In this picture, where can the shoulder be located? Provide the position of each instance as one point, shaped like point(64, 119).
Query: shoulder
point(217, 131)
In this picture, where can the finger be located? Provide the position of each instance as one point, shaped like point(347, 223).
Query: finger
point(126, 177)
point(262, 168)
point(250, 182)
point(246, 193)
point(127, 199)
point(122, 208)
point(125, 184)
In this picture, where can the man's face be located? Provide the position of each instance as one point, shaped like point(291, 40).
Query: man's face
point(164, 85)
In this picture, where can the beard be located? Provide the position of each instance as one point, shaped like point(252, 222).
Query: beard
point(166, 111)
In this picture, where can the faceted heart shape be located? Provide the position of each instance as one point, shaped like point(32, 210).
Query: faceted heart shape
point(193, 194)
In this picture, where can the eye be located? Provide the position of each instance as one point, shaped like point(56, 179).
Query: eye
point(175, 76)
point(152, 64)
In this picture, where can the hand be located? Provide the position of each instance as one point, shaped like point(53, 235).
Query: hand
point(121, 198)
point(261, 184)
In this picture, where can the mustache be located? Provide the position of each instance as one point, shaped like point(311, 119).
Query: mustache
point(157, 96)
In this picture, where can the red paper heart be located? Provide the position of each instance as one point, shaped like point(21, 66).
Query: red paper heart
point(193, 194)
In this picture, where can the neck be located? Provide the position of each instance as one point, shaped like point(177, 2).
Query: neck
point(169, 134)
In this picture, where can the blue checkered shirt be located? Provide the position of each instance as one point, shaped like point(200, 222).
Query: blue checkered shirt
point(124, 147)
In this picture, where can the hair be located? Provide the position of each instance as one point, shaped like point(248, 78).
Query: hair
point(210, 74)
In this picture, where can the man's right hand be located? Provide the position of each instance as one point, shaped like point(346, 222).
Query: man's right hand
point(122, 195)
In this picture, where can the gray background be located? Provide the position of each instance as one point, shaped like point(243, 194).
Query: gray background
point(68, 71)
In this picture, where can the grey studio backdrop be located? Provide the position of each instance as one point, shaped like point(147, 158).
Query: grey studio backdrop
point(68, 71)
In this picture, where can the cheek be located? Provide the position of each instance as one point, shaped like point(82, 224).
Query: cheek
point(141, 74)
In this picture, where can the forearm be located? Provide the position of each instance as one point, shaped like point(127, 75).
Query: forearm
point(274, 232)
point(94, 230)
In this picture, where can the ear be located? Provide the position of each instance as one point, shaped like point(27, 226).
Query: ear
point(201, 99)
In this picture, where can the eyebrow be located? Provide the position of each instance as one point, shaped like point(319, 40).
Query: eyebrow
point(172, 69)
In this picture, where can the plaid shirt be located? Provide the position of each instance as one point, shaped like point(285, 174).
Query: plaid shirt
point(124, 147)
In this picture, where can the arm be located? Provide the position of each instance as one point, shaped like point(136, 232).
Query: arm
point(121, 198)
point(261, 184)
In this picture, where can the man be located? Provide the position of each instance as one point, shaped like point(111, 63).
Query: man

____

__Description of the task__. Take from the material above the lines running from the one with "Query: gray background" through the one with "In this picture, where can the forearm", and repeat them exactly, with nothing else.

__Solution for this problem__.
Query: gray background
point(68, 71)
In this picture, where can the grey studio backdrop be located? Provide the position of each instance as one point, shaped like point(147, 158).
Query: grey studio backdrop
point(68, 71)
In this picture, where can the cheek be located? Provide the position of each instance as one point, shaped like point(82, 224).
Query: cheek
point(141, 74)
In this picture, where can the forearm be located? Provide the position of each instance as one point, shaped like point(127, 75).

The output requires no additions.